* WRITTEN TASK *
Leave out any picture and return the remaining listing below exactly as given.

Entries from a point annotation set
— begin —

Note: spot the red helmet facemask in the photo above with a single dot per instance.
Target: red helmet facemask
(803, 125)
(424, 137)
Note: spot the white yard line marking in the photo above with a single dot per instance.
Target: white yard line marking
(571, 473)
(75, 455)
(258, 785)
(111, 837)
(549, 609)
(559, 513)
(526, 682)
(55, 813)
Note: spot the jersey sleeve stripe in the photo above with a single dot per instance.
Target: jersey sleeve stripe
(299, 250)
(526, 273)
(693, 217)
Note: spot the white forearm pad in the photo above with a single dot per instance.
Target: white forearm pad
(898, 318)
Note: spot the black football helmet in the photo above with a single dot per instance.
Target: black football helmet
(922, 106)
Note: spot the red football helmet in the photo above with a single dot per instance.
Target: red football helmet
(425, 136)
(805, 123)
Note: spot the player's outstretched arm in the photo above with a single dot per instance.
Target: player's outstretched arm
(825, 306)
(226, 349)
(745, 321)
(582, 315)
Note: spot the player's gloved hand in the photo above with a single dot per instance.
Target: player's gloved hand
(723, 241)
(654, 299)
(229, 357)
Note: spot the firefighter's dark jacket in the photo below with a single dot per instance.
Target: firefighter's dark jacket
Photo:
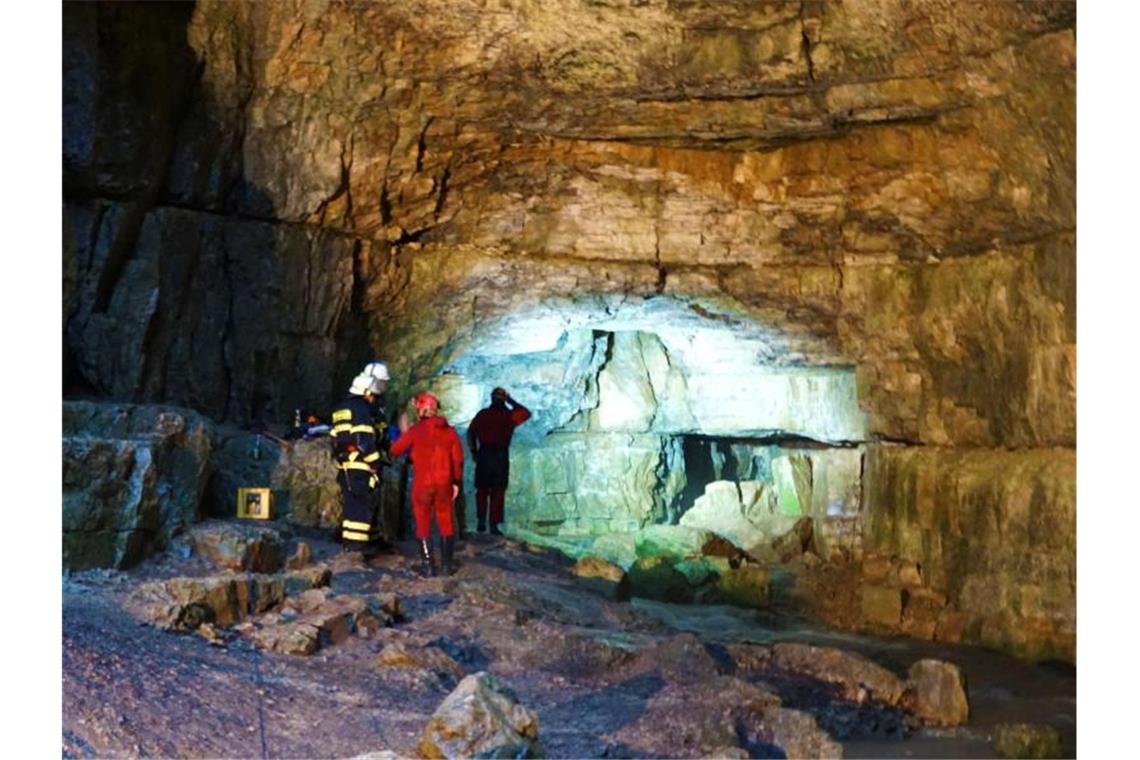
(359, 441)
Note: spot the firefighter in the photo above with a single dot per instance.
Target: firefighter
(359, 452)
(437, 458)
(489, 440)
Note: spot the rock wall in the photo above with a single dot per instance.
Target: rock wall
(994, 530)
(259, 196)
(132, 477)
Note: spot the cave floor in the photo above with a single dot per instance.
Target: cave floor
(130, 689)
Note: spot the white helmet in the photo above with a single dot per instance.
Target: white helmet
(360, 385)
(376, 370)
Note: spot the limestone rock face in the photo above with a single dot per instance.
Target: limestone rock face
(936, 693)
(858, 678)
(133, 476)
(1027, 741)
(301, 474)
(605, 577)
(993, 530)
(480, 718)
(239, 547)
(654, 221)
(656, 578)
(884, 197)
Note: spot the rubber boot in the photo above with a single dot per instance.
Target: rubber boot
(449, 564)
(425, 555)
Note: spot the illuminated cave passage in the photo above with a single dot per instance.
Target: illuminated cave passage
(759, 269)
(640, 406)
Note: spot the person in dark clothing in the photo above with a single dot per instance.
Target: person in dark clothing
(437, 460)
(358, 448)
(489, 440)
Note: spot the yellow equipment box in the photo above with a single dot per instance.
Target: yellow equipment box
(254, 503)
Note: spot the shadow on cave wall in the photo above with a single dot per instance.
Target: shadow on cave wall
(180, 283)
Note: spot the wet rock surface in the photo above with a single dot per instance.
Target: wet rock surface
(481, 718)
(1027, 741)
(363, 665)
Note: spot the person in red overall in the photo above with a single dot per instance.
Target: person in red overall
(489, 440)
(437, 457)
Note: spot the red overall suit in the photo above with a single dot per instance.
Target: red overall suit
(438, 459)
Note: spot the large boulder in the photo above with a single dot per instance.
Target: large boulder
(794, 733)
(695, 719)
(481, 718)
(656, 578)
(858, 678)
(747, 586)
(429, 659)
(675, 541)
(936, 693)
(133, 476)
(1027, 741)
(182, 604)
(604, 577)
(237, 547)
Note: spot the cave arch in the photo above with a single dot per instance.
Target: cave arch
(645, 406)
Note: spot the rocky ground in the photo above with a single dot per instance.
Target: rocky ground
(250, 654)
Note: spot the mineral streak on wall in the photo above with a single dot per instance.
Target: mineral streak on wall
(871, 203)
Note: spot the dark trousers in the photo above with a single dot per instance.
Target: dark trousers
(491, 498)
(359, 528)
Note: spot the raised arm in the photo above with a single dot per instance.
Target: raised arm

— end —

* ANSWER TO THIS EXERCISE *
Note: spot the red helmet facemask in the photo above with a single dot per instance.
Target: red helmet facemask
(803, 125)
(424, 137)
Note: spot the white yard line marking in the photo above with a single dot per instance.
Target: white yard line marking
(571, 473)
(75, 455)
(258, 785)
(111, 837)
(549, 609)
(559, 513)
(526, 682)
(55, 813)
Note: spot the jersey sleeve stripe in the photo above with a single dot per instance.
Target: jersey sleeve stripe
(299, 250)
(526, 273)
(693, 217)
Note: spot the white forearm pad in the photo above with a single dot per instance.
Target: white forearm pad
(898, 318)
Note: spot the black football helmet in the photo above with a single dot per instance.
Target: black football helmet
(922, 106)
Note: spot the red football helmet in the photo above with a single dot per instance.
Target: red football helmet
(425, 136)
(805, 123)
Note: spot the player's outstretched arm in the photo above with a single dot per instance.
Target: player's outstretched arm
(825, 306)
(226, 349)
(745, 321)
(582, 315)
Note: spot the player's gloved hand in the photo above with a single dot per instance.
Target: player's gloved hand
(723, 241)
(654, 299)
(229, 357)
Note: spot the firefighter's dark jacket in the photo below with a single dot per instance.
Target: firefighter's dark jacket
Photo:
(359, 441)
Note: spot the firefighter in the photo above with a single dot per instance.
Target: firefighter
(359, 452)
(437, 458)
(489, 440)
Note: spot the rock wall in the photo above with a single dot per instance.
Target: rock wall
(994, 530)
(259, 196)
(132, 477)
Note: spot the cave floor in the photo above with a single dot per instance.
Target: cave floor
(130, 689)
Note: spot the white helmet in the photo above with a single dot per instance.
Target: white helmet
(360, 385)
(376, 370)
Note: spot the limestone rock face in the photo above with a single dot per instance.
Target: limestone rock face
(936, 693)
(858, 678)
(133, 476)
(1027, 741)
(301, 474)
(605, 577)
(993, 530)
(480, 718)
(239, 547)
(654, 221)
(656, 578)
(884, 197)
Note: spot the rubber boot in the photo above with a single dot per instance.
Target: rubber boot
(449, 564)
(425, 555)
Note: spot the illuminated cave passage in the photo above with a single dot per instance.
Target: illuminated cave passage
(759, 269)
(640, 406)
Note: spot the person in dark clothing in the photo above with a single dot per instance.
Target: person in dark clothing
(437, 460)
(358, 448)
(489, 440)
Note: spot the yellow equipment box in the photo above with a single dot per instance.
Target: yellow equipment box
(254, 503)
Note: spot the shadow on cave wall in the photo above with a single dot per instance.
Target: shadow on cave wall
(180, 283)
Note: spot the wet rock surface in the photo above with a single dot per instance.
Target: wet rock surface
(481, 718)
(1027, 741)
(363, 665)
Note: spot the person in red overall in the photo above with a single dot per instance.
Target: person in red overall
(489, 440)
(437, 457)
Note: spot the red overall suit in the photo above with a single dot per instance.
Target: red overall suit
(438, 459)
Note: spot the large boulder in the photo above with a single dot per instance.
Target: large boulder
(794, 733)
(695, 719)
(481, 718)
(656, 578)
(858, 678)
(747, 586)
(429, 659)
(675, 541)
(936, 693)
(133, 476)
(1027, 741)
(182, 604)
(604, 577)
(237, 547)
Note: spot the cave arch in the photo above with a single dot per instance.
Target: cave arch
(645, 406)
Note: spot the rocky ground in the photo above with a single dot per instance.
Target: rocky ground
(250, 654)
Note: spot the mineral streak on wall in the photo above with a single dot per instance.
Target: mineral streak on wall
(871, 203)
Note: spot the dark trousers in the photo above with a single dot per instance.
Target: dark trousers
(491, 498)
(359, 528)
Note: spot the raised arm in the photo above with a single dot per instance.
Target: raised arm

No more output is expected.